* [What you will do] Reproduce the interview excerpt on vaccine production word for word, in full.

* [Text excerpt]

ANJALEE KHEMLANI: Stan, looking at the production as well. It's not just you, but we've also seen other companies you know, seeing struggles with shortages and other things. I know that you have to basically have the expected production. Talk to us a little bit about that, especially as it relates to IP concerns, do you see a relationship between what you're trying to do and what would happen if, in fact, the US did agree to share intellectual property?

STANLEY ERCK: Yeah. Well, those are a couple of different questions. But first of all, the scale of manufacturing that we're doing is targeted toward getting us to the level of production of roughly a couple billion doses per year along with all of our partnerships, including the Serum Institute of India. And we've been heading in that direction.

We've run into some problems that I think the entire industry has run into, is that there are spot shortages of raw materials that are required to when you produce it. Seemingly simple things, simple-sounding things, like getting the 2,000-liter plastic, bag enough of those, or getting filters that are used in the purification process. We're working through them but it causes some delays and so we expect to be at that full capacity by the fourth quarter.

* [Record extracts]
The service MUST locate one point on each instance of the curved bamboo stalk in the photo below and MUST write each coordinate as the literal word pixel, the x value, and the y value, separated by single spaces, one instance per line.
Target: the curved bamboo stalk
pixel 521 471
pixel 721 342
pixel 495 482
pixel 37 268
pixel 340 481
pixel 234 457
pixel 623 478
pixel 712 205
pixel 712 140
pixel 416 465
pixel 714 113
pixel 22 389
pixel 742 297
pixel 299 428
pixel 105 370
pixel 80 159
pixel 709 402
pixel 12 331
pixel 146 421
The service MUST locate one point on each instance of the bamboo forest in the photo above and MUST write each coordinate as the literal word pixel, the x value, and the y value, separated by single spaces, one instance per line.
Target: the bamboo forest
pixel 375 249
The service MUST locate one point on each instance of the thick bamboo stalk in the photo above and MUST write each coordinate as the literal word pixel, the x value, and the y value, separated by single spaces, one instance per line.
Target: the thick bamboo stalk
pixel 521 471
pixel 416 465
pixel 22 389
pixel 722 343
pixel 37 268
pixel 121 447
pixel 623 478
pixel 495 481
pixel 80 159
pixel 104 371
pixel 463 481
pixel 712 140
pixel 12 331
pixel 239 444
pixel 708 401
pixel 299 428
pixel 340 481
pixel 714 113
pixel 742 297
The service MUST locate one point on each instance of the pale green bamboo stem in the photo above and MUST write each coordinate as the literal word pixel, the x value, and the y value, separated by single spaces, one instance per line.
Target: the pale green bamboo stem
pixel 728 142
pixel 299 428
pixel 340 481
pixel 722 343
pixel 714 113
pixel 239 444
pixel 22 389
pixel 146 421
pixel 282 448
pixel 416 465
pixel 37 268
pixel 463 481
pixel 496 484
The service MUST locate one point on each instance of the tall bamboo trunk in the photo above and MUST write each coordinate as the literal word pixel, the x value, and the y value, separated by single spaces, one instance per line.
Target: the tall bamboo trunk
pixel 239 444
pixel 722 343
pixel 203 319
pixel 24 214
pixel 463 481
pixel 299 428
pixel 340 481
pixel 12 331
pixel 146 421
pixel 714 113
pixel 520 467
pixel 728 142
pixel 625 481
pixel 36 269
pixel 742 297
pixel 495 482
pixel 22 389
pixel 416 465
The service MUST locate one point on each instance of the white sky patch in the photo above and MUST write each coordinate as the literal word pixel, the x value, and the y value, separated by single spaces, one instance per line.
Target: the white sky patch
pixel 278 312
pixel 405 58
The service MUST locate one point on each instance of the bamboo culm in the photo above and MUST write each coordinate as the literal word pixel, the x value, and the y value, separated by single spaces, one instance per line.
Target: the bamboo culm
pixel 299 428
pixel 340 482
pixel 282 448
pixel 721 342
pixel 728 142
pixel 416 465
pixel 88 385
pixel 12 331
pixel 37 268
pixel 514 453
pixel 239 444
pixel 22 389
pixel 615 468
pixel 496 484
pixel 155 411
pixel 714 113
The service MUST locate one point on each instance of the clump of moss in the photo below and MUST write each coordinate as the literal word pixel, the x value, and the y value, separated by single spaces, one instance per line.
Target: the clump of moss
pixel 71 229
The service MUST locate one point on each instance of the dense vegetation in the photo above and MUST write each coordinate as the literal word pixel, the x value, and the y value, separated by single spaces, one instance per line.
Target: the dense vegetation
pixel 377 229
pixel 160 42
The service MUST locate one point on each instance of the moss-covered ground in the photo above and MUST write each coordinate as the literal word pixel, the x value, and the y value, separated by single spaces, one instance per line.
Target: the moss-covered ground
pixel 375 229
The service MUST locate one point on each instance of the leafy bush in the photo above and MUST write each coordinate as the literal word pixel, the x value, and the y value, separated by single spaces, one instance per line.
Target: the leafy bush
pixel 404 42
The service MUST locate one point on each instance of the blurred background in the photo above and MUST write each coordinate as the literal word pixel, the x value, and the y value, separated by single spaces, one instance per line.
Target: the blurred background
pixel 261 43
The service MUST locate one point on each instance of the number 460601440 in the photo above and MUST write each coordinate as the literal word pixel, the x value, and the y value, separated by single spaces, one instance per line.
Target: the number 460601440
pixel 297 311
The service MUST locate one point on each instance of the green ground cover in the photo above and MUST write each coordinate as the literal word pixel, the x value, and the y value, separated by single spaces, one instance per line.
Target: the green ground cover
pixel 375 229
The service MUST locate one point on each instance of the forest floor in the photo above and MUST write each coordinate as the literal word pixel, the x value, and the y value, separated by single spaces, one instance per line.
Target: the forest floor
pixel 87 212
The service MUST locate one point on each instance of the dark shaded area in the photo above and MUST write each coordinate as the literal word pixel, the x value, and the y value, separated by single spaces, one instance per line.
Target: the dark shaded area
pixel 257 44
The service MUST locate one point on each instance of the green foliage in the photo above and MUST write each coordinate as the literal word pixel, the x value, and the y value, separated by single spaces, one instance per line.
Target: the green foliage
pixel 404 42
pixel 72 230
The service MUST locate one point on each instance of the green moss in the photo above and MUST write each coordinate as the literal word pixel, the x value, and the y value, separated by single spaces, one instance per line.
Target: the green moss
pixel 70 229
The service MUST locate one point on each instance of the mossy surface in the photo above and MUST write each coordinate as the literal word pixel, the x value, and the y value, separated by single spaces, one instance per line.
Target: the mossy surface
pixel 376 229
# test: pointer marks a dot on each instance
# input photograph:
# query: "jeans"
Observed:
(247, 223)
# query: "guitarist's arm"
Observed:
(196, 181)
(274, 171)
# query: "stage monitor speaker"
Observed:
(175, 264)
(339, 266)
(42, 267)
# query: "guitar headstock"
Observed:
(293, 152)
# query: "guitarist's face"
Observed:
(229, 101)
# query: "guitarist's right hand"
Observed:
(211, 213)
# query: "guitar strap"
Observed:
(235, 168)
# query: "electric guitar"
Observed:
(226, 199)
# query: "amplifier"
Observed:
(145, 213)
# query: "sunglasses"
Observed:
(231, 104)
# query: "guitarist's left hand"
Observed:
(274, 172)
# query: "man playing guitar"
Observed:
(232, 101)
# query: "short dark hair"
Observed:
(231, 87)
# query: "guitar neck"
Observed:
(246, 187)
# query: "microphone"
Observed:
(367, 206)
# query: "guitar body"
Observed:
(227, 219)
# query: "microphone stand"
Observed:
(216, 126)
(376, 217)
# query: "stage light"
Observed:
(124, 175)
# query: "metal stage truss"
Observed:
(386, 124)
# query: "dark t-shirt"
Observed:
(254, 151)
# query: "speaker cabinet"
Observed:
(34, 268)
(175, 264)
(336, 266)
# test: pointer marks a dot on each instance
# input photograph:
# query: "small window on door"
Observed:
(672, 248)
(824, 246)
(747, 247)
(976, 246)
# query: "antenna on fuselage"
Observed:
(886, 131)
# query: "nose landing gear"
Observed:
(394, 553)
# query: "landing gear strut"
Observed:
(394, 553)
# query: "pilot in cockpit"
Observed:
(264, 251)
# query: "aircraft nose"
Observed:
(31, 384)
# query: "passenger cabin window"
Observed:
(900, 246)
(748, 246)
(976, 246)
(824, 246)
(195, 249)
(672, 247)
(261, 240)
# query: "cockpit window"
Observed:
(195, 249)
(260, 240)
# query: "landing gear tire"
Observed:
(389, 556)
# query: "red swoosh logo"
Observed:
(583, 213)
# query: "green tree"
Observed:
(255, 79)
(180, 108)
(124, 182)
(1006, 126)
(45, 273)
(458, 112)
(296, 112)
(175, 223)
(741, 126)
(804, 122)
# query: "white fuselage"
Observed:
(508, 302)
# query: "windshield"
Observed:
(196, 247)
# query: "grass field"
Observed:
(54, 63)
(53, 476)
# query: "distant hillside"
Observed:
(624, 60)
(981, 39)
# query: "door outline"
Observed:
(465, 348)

* [Task response]
ANJALEE KHEMLANI: Stan, looking at the production as well. It's not just you, but we've also seen other companies you know, seeing struggles with shortages and other things. I know that you have to basically have the expected production. Talk to us a little bit about that, especially as it relates to IP concerns, do you see a relationship between what you're trying to do and what would happen if, in fact, the US did agree to share intellectual property?

STANLEY ERCK: Yeah. Well, those are a couple of different questions. But first of all, the scale of manufacturing that we're doing is targeted toward getting us to the level of production of roughly a couple billion doses per year along with all of our partnerships, including the Serum Institute of India. And we've been heading in that direction.

We've run into some problems that I think the entire industry has run into, is that there are spot shortages of raw materials that are required to when you produce it. Seemingly simple things, simple-sounding things, like getting the 2,000-liter plastic, bag enough of those, or getting filters that are used in the purification process. We're working through them but it causes some delays and so we expect to be at that full capacity by the fourth quarter.